**КОРОТКОЕ ЗАДАНИЕ 1:**
Ответьте по тексту о Блоке:
(a) Какого года «Собрание стихотворений», из предисловия к которому взята цитата?
(b) Кому посвящено стихотворение «Жду я смерти близ денницы...»?
(c) Чьим внуком был Леонид Дмитриевич Семенов?

**ИЗВЛЕЧЁННЫЙ ТЕКСТ:**
........

Аннотация: Попытка отследить сюжет книги Блока "Разные стихотворения"
РАЗНЫЕ СТИХОТВОРЕНИЯ
(1904 - 1908)
Ал. Блок. Из предисловия к "Собранию стихотворений" 1911-ого года:
"...многие из них, взятые отдельно, не имеют цены; нокаждое стихотворение необходимо для образования главы; из нескольких глав составляется книга; каждая книга есть часть трилогии; всю трилогию я могу назвать "романом в стихах"".
Цель данной работы проследить сюжет главы второго тома трилогии - "Разные стихотворения".
Из вступительной статьи "О ВТОРОМ ТОМЕ ЛИРИКИ БЛОКА" в "Полном собрании сочинений и писем в двадцати томах" А.А. Блока:
"Заглавие, избранное Блоком, восходило к единственному прижизненному авторскому сборнику "Стихотворений" Аполлона Григорьева (СПб., 1846), состоявшему из двух разделов: I -"Гимны", II - "Разные стихотворения".
Готовя в 1914-1915 гг. издание "Стихотворений Аполлона Григорьева" (М., 1916), Блок сохранил неизменной структуру прижизненного сборника и ввел дополнительные разделы, в одном из которых повторил заглавие Григорьева. В примечаниях к книге Блок указал: "Третий отдел я обозначаю тем же именем Разных стихотворений (под цифрой II), собирая здесь те оригинальные стихи, которые не вошли в книжку..." (СС-1211. С. 360;). "
"Жду я смерти близ денницы..."
* * *
Л. Семенову
Жду я смерти близ денницы.
Ты пришла издалека.
Здесь исполни долг царицы
В бледном свете ночника.
Я готов. Мой саван плотен.
Смертный венчик вкруг чела.
На снегу моих полотен
Ты лампадный свет зажгла.
Опусти прозрачный полог
Отходящего царя.
На вершинах колких елок
Занимается заря.
Путь неровен. Ветви гибки.
Ими путь мой устели.
Царски-каменной улыбки
Не нарушу на земли.
Январь 1904
"Леонид Дмитриевич Семенов (19 ноября (2 декабря) 1880, Санкт-Петербург - 13 (26) декабря 1917, убит бандитами) -- поэт и прозаик, внук знаменитого ученого и путешественника Петра Петровича Семенова Тян-Шанского. Во время учебы на историко-филологическом факультете (был университетским товарищем А. Блока) слыл монархистом и "белоподкладочником". Был близок кругу Д. Мережковского и З. Гиппиус, в Москве подружился с А. Белым."
Судьба этого молодого человека повторила в некоторой степени судьбу Блока. Про нашего поэта рассказывали, что в 905 видели его на демонстрации с красным флагом, а Семёнов в Кровавое воскресенье был в первых рядах того "хождения к царю", уцелел чудом. Сразу после революции у Блока местные крестьяне сожгли в Шахматово его дом, его библиотеку, а Семенова убили самого, рукописи сожгли, в дом кинули гранаты. Причем, расправой руководили крестьяне, близкие его семье, близкие великому Тянь-Шанскому.

........

**КОРОТКОЕ ЗАДАНИЕ 2:** Выпишите из списка все строки, в которых встречается строка "head". Регистр букв учитывается.

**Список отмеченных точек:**
........

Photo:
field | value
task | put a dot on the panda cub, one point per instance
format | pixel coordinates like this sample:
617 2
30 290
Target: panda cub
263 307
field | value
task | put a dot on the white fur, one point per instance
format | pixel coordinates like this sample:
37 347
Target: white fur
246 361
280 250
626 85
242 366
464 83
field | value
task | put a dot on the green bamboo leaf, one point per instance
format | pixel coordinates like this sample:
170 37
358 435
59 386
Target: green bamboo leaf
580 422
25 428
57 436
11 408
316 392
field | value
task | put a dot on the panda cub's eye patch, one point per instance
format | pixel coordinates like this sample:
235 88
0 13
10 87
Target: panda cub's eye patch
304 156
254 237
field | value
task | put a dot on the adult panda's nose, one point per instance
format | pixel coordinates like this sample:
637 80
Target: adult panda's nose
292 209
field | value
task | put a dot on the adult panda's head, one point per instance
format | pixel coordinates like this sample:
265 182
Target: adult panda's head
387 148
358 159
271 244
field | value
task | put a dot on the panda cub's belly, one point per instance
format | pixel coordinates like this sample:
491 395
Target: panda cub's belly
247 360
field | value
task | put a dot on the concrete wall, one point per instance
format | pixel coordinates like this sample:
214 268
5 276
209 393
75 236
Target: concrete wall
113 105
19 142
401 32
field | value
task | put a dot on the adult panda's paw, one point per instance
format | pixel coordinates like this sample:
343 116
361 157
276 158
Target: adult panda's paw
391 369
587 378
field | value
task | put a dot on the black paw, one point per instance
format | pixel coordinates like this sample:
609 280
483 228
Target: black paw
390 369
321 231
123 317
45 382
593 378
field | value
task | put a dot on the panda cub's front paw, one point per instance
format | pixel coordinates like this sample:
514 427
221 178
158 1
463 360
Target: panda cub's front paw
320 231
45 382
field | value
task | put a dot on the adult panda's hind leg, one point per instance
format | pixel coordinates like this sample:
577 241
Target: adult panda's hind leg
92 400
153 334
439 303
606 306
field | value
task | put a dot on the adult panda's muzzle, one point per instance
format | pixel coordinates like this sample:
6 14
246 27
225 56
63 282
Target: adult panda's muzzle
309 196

........

**ПОЛНЫЙ ОТВЕТ 1:**
(a) 1911 года.
(b) Л. Семенову.
(c) Петра Петровича Семенова Тян-Шанского.

**ПОЛНЫЙ ОТВЕТ 2:**
task | put a dot on the adult panda's head, one point per instance
Target: adult panda's head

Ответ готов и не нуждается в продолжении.